**Task instructions:** Search the records for "wooden". Copy every line where it appears.

╭─ Material for the task

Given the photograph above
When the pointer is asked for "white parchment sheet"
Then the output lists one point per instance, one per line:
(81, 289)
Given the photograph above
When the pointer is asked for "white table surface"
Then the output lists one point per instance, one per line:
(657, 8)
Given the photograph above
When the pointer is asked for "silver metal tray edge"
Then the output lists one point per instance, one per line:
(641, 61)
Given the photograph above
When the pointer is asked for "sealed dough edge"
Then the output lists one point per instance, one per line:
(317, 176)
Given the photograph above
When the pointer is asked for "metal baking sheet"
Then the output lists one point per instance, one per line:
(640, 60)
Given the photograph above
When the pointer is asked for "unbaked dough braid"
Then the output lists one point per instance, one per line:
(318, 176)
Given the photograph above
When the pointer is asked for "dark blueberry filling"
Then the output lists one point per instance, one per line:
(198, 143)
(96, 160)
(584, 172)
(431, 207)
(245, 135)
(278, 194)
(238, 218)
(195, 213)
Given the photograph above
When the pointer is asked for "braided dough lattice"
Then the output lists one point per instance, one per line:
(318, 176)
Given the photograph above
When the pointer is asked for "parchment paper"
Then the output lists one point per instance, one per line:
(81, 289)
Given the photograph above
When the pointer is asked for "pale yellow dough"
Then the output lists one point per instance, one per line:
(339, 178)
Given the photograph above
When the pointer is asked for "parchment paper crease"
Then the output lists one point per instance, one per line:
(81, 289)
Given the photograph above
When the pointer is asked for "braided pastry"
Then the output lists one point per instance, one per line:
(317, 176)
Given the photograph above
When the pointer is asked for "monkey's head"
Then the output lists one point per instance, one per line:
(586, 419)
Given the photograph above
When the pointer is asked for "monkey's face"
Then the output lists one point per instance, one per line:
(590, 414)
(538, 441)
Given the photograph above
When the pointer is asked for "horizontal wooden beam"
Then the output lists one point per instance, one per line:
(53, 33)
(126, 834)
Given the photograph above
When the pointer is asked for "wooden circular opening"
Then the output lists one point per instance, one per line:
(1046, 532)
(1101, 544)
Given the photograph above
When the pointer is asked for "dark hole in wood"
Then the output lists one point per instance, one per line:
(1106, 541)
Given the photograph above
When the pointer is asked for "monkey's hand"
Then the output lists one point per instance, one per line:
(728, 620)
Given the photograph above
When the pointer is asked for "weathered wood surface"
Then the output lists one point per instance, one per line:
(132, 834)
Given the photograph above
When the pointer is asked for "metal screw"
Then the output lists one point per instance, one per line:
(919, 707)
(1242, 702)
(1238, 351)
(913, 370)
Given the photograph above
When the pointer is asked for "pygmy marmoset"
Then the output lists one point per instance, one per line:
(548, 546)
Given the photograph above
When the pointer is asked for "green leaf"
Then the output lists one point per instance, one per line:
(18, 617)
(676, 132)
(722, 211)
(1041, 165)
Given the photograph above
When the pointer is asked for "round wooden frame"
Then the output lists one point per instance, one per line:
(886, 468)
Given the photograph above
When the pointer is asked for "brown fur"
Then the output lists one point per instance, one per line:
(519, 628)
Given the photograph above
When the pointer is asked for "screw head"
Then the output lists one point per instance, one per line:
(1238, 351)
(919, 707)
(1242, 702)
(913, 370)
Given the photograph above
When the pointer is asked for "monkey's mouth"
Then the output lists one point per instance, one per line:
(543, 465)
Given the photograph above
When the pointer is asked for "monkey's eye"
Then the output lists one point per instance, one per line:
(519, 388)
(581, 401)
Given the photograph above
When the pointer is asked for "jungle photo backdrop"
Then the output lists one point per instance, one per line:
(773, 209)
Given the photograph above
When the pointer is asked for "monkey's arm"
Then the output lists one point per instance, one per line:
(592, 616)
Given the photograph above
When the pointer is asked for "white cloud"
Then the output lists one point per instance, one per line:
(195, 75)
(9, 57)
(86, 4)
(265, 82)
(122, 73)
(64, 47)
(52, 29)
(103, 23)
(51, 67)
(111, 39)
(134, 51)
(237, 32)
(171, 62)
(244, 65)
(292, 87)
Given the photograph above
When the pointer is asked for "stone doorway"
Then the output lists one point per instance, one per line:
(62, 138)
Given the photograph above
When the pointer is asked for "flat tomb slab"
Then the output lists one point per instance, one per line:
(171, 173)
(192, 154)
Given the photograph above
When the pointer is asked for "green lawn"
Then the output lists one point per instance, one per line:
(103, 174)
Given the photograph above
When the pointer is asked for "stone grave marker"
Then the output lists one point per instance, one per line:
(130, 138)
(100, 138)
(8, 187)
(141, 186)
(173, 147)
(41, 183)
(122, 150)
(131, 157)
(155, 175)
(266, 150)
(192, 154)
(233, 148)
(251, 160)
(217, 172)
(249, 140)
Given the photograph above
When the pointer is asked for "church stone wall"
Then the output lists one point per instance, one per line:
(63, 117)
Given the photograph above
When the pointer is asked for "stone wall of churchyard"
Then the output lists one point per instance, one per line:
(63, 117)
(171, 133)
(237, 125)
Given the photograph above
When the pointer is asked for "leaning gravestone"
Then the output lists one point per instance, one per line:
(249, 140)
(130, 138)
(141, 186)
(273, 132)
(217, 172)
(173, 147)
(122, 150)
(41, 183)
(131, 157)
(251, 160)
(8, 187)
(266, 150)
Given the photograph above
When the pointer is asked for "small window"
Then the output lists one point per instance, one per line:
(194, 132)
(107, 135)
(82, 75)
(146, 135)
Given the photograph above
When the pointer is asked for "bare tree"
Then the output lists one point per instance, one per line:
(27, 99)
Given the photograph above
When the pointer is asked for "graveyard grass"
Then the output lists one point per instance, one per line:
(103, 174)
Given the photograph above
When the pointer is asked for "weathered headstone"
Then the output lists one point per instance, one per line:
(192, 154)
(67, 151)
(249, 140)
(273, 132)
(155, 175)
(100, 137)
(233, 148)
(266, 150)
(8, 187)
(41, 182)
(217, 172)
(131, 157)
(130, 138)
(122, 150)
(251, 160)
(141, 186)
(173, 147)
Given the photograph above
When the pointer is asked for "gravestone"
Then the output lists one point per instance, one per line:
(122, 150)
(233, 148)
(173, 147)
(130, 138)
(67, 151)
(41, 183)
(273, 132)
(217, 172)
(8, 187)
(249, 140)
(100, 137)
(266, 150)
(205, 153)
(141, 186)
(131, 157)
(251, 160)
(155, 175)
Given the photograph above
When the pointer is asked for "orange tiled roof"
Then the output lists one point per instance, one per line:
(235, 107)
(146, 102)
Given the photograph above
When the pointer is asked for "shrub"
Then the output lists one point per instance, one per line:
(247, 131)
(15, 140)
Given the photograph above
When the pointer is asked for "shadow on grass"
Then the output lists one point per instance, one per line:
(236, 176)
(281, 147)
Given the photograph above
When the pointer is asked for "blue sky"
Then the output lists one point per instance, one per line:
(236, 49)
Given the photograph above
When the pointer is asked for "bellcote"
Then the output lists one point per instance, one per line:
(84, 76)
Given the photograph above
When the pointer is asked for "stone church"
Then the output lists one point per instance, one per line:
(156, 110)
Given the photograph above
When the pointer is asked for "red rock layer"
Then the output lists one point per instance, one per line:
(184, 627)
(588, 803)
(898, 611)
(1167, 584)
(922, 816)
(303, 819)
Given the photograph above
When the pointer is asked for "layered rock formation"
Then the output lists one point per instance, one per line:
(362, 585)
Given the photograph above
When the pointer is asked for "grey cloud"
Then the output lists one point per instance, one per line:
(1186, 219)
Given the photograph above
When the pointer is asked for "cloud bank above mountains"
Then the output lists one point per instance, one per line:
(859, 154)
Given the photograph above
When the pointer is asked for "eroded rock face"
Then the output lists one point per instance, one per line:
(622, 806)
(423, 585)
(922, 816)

╰─

**Answer to this exercise:**
When the pointer is asked for "horizontal wooden beam"
When the pointer is asked for "wooden circular opening"
When the pointer is asked for "round wooden frame"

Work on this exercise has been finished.